→ **OPDRACHT**: Pak het verslag over het daklozenproject op na de laatste zin en schrijf het verder.

→ **TE BESTUDEREN TEKST**:
.....

Met Jessica en Marlies van de stichting PorEso gaan we helpen bij een daklozenproject. Hierbij voorzien we daklozen van medicijnen en vitamines. We worden door 2 mannen van de toeristenpolitie begeleid die kunnen ingrijpen als mensen vervelend gaan doen door bijvoorbeeld alcoholgebruik. We gaan langs 2 vuilnisbelten. De eerste vuilnisbelt is gevuld met een aantal matrassen waar een grote groep daklozen op ligt te slapen. Het is niet voor te stellen dat ze daar kunnen overleven. De nachten kunnen namelijk erg koud zijn. Op de tweede vuilnisbelt zijn veel daklozen aan het werk. Ze verdienen zo'n €10 per week, waar ze zich van in leven kunnen houden. Als iedereen een vitaminepil heeft gekregen maakt Jessica een aantal foto's van de daklozen om ze te kunnen identificeren. We halen nog een aantal vitaminepillen en medicijnen en gaan vervolgens naar een binnenplaats. Hier liggen een aantal daklozen te slapen. Ze krijgen allemaal een pil en slapen rustig verder, waarna mijn werk er alweer opzit.

.....

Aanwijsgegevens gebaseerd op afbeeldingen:
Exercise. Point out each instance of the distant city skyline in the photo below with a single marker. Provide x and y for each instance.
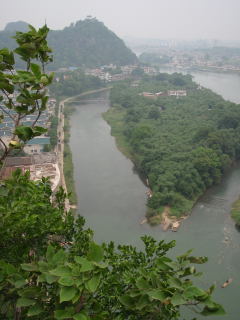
(152, 19)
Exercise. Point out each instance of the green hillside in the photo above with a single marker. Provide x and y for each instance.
(87, 43)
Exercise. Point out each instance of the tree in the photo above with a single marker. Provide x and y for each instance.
(52, 269)
(23, 92)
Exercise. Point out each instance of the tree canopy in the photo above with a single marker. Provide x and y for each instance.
(182, 145)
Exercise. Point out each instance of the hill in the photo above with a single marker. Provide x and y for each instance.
(86, 43)
(16, 26)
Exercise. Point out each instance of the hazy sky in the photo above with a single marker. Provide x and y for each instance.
(179, 19)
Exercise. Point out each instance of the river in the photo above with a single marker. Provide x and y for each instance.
(112, 197)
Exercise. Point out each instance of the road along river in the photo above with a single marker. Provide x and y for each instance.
(112, 197)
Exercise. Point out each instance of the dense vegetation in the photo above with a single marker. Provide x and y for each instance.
(182, 146)
(87, 43)
(52, 269)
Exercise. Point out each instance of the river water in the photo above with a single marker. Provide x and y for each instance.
(112, 197)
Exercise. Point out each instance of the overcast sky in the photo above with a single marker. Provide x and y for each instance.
(178, 19)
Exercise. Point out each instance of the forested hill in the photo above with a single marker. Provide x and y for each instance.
(182, 145)
(86, 43)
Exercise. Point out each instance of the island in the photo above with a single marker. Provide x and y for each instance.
(181, 137)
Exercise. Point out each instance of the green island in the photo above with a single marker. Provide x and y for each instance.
(180, 136)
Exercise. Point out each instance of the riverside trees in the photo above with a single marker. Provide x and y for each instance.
(51, 268)
(181, 145)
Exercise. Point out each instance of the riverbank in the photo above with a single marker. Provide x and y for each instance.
(65, 154)
(235, 212)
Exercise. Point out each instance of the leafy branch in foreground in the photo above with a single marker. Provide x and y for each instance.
(52, 269)
(23, 92)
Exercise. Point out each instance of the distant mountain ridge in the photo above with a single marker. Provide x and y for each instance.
(86, 43)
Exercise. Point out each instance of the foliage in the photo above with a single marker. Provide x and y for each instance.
(23, 92)
(87, 43)
(235, 212)
(68, 163)
(52, 269)
(182, 146)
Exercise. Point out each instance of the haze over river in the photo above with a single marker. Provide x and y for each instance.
(112, 197)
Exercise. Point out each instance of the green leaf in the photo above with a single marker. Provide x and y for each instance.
(175, 283)
(194, 292)
(66, 281)
(35, 310)
(50, 278)
(157, 294)
(80, 316)
(67, 293)
(61, 271)
(217, 311)
(85, 264)
(177, 299)
(24, 133)
(36, 70)
(95, 252)
(93, 283)
(141, 283)
(63, 314)
(50, 252)
(59, 257)
(39, 130)
(24, 302)
(15, 144)
(29, 266)
(127, 301)
(20, 283)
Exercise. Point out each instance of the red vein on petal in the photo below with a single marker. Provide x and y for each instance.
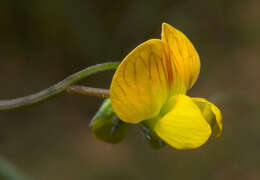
(158, 71)
(120, 87)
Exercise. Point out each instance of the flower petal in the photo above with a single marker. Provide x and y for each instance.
(183, 127)
(143, 82)
(212, 114)
(181, 51)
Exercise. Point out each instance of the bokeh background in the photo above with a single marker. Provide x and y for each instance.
(43, 41)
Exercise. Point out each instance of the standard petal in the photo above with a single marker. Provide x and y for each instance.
(212, 114)
(183, 127)
(142, 83)
(180, 50)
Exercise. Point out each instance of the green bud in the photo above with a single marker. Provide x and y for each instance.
(106, 126)
(151, 137)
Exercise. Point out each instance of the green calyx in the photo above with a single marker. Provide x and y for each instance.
(151, 137)
(106, 126)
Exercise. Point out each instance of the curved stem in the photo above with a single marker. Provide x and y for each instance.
(89, 91)
(56, 89)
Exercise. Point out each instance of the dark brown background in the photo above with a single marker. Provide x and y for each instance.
(43, 41)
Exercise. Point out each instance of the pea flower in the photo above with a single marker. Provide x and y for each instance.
(150, 86)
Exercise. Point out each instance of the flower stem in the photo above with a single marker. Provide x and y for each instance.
(11, 104)
(89, 91)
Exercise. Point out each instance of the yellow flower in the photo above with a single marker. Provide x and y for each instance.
(149, 87)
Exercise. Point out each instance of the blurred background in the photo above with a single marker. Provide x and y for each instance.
(43, 41)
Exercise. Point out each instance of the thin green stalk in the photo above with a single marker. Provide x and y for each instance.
(11, 104)
(89, 91)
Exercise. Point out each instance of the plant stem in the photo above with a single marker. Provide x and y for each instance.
(89, 91)
(56, 89)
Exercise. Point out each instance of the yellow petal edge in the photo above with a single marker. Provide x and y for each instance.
(182, 53)
(212, 114)
(184, 126)
(143, 82)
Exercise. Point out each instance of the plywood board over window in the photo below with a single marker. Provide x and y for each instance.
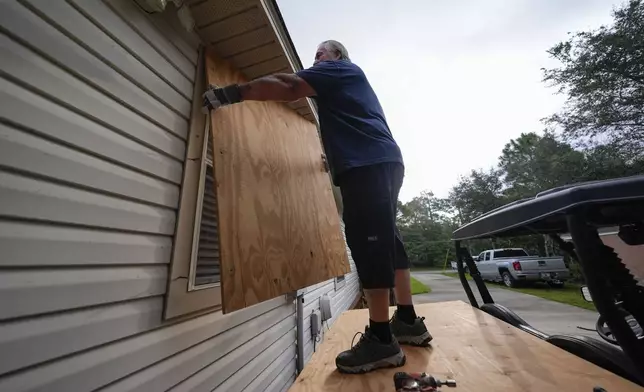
(279, 229)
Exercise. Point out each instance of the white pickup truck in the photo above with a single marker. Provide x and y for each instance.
(514, 265)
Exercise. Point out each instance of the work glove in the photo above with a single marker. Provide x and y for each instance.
(216, 97)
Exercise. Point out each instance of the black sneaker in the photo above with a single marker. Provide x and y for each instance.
(415, 334)
(370, 354)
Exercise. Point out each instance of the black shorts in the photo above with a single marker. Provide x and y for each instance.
(370, 199)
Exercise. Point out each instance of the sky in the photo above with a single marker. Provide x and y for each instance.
(457, 79)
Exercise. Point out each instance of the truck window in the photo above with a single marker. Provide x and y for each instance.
(509, 253)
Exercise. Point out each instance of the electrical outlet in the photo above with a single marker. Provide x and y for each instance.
(325, 308)
(316, 324)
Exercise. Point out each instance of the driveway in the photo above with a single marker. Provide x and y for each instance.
(547, 316)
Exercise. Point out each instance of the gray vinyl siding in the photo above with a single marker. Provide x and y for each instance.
(93, 124)
(341, 300)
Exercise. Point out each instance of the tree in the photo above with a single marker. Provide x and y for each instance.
(476, 194)
(602, 74)
(426, 227)
(534, 163)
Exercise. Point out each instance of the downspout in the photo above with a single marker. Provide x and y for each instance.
(299, 317)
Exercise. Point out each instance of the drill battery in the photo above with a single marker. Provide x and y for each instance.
(419, 382)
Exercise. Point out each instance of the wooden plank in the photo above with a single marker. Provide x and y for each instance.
(479, 351)
(279, 227)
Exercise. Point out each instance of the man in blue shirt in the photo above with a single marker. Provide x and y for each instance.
(367, 165)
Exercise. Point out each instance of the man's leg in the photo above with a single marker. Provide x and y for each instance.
(371, 239)
(405, 325)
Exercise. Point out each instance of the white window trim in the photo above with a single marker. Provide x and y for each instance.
(198, 213)
(340, 281)
(180, 299)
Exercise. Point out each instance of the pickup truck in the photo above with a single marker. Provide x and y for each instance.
(513, 266)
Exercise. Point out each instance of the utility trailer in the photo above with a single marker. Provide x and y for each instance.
(488, 347)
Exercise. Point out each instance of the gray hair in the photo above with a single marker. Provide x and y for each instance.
(338, 48)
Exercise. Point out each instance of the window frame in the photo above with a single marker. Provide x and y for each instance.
(181, 299)
(339, 281)
(196, 235)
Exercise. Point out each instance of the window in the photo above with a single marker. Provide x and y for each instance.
(204, 263)
(195, 277)
(339, 282)
(499, 254)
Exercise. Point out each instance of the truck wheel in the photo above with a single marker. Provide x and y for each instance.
(508, 280)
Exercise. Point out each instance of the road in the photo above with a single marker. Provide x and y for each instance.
(547, 316)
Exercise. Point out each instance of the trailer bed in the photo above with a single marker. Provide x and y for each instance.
(481, 352)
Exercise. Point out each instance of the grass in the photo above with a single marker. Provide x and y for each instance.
(570, 294)
(421, 269)
(418, 287)
(455, 275)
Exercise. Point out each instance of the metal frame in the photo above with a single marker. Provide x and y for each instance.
(614, 290)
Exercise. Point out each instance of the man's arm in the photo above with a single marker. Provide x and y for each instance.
(277, 87)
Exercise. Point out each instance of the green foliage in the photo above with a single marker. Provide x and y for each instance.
(418, 287)
(600, 136)
(602, 74)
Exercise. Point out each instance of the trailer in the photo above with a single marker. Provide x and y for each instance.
(485, 346)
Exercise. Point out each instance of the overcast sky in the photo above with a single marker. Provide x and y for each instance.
(457, 78)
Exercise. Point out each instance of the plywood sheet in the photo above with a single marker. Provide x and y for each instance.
(279, 225)
(479, 351)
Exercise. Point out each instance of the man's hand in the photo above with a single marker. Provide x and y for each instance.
(216, 97)
(278, 87)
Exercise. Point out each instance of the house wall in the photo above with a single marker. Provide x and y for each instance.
(342, 298)
(95, 99)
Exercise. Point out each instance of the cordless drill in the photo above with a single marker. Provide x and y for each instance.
(419, 382)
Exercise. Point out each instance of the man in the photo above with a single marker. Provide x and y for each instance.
(367, 165)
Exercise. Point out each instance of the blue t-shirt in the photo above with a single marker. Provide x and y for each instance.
(352, 123)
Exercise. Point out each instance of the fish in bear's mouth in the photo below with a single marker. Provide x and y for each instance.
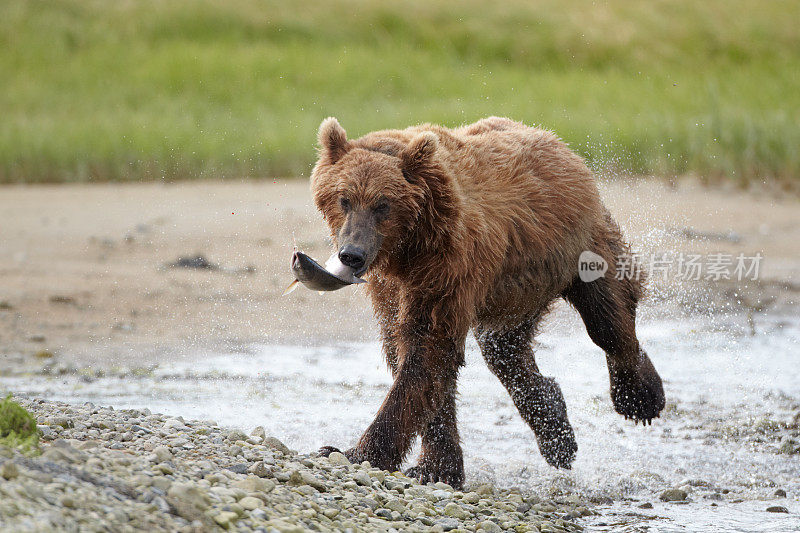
(333, 276)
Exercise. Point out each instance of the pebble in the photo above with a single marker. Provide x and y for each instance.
(777, 509)
(162, 453)
(250, 503)
(673, 495)
(338, 459)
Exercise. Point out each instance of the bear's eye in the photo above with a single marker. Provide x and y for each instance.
(382, 208)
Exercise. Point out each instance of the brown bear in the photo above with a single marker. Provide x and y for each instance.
(476, 228)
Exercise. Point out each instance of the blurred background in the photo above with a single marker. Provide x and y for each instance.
(149, 90)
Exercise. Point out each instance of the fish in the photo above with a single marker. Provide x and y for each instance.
(333, 276)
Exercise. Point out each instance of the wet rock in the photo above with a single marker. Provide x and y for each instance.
(9, 471)
(362, 478)
(338, 459)
(251, 503)
(448, 524)
(455, 510)
(673, 495)
(162, 454)
(276, 444)
(490, 527)
(777, 509)
(198, 261)
(226, 518)
(188, 499)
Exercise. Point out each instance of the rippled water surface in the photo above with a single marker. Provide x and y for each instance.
(732, 395)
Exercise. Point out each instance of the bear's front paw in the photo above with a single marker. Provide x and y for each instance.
(450, 471)
(638, 393)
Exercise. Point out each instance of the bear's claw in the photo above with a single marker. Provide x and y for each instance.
(638, 393)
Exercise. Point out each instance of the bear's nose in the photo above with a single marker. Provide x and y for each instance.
(352, 256)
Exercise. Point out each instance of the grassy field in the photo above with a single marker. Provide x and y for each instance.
(99, 90)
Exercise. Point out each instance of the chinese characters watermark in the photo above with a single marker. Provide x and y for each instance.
(684, 267)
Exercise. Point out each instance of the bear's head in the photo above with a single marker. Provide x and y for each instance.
(376, 194)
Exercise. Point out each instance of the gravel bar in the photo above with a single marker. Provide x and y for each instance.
(103, 469)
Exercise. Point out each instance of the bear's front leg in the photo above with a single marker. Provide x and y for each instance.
(426, 373)
(441, 458)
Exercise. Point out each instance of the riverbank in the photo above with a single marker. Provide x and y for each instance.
(130, 470)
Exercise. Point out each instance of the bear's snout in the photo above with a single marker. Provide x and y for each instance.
(352, 256)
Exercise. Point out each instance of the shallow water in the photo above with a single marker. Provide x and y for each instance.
(729, 392)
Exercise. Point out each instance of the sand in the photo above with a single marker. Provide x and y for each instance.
(84, 267)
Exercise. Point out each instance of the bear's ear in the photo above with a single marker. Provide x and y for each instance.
(419, 152)
(332, 139)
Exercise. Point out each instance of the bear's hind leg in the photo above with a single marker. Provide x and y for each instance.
(441, 458)
(608, 308)
(538, 398)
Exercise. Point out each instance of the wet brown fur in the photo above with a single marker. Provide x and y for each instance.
(485, 226)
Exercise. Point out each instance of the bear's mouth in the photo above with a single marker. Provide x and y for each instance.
(333, 276)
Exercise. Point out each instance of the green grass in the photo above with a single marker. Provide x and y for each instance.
(17, 427)
(99, 90)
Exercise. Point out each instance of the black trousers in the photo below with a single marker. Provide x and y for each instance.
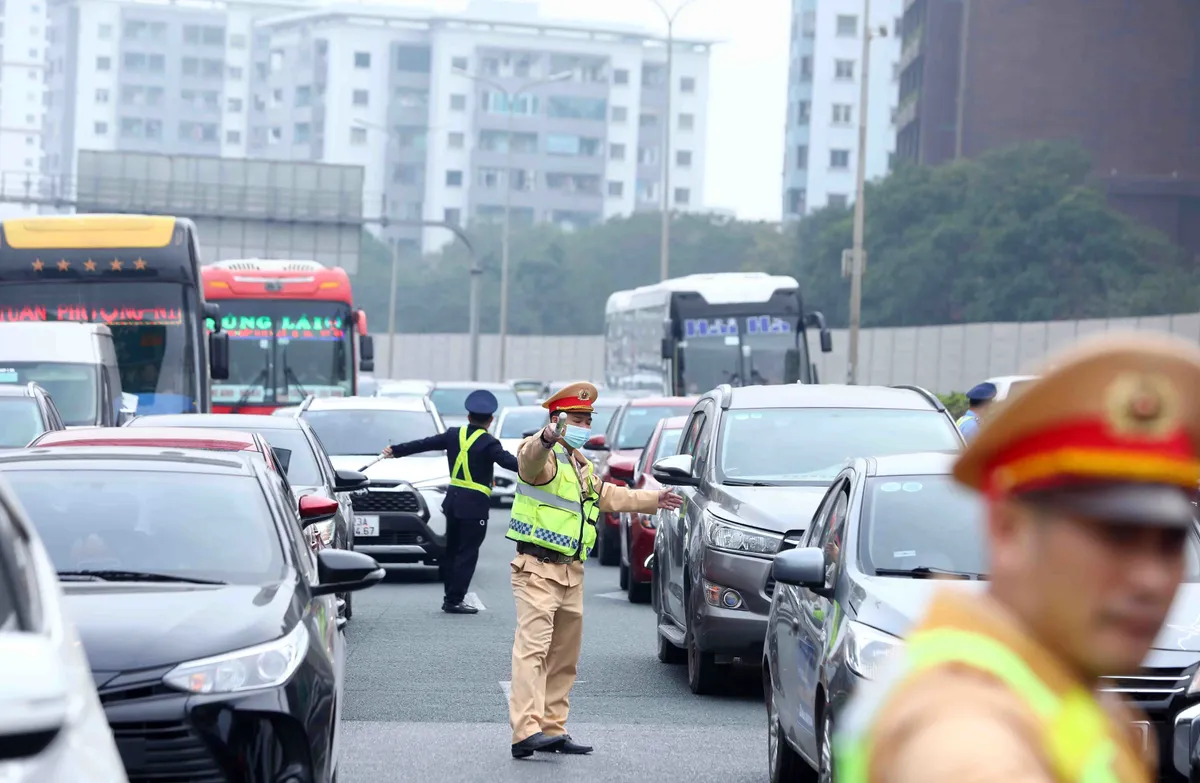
(463, 539)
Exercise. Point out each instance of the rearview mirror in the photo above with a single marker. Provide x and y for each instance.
(675, 471)
(349, 480)
(340, 571)
(315, 508)
(34, 700)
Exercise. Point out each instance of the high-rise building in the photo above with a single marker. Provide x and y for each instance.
(823, 100)
(23, 39)
(454, 117)
(1120, 78)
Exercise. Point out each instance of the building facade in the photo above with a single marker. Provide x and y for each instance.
(823, 100)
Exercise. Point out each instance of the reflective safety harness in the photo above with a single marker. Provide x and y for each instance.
(461, 473)
(557, 515)
(1075, 729)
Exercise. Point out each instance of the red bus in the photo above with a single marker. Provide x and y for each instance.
(291, 327)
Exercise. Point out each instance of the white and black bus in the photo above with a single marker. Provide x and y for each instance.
(688, 335)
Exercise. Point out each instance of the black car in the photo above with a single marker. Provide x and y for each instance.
(849, 589)
(753, 465)
(209, 625)
(307, 466)
(25, 412)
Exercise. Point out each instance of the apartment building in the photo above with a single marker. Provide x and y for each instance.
(457, 117)
(823, 95)
(22, 76)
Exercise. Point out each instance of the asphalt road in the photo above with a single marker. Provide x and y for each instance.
(426, 692)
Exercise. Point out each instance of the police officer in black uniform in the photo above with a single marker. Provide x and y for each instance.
(468, 498)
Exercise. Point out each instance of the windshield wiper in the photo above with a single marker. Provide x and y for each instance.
(132, 575)
(925, 571)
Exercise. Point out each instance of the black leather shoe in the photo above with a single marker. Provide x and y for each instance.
(568, 746)
(526, 747)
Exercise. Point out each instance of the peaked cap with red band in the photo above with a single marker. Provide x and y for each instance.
(1117, 410)
(576, 398)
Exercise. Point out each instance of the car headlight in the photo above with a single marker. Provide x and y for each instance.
(264, 665)
(869, 650)
(748, 541)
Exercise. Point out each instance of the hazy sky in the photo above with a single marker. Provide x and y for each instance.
(747, 94)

.....

→ **ANTWOORD**:
Klimmen, klimmen en nog eens klimmen
Na een dag vrijwilligerswerk te hebben gedaan is het weer tijd om iets van het land te zien. We gaan naar de vulkaan Panajachel. Dit is nog een actieve vulkaan en als we geluk hebben zien we lava voorbij stromen. Helaas is dit niet het geval, maar het gesteente is nogal warm en we zien de lava gloeien in een gebaste steen. Dit is ook al vrij uniek om te zien. We genieten nog even van het uitzicht en gaan verder naar het meer Lago de Atitlan. Aan dit meer ligt het dorp San Marcos. Het dorp op zich stelt niet erg veel voor, maar het uitzicht op de vulkanen en het meer is prachtig. We klimmen nog een berg op met de naam 'Indian Nose'. Het duurt even, maar uiteindelijk komen we aan de top van de berg. Hier hadden we gehoopt op een schitterend uitzicht, maar het was een beetje heiig. Hierdoor valt het zicht wat tegen.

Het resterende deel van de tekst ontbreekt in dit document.